= TASK TO COMPLETE =
Please rewrite the rows, swapping "curtain" for "drape" and keeping everything else the same.

= Recorded data =
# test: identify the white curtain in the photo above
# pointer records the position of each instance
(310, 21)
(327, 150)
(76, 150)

= SOLUTION FOR THIS EXERCISE =
# test: identify the white drape in the photo above
# pointer records the position of each instance
(310, 21)
(327, 150)
(76, 150)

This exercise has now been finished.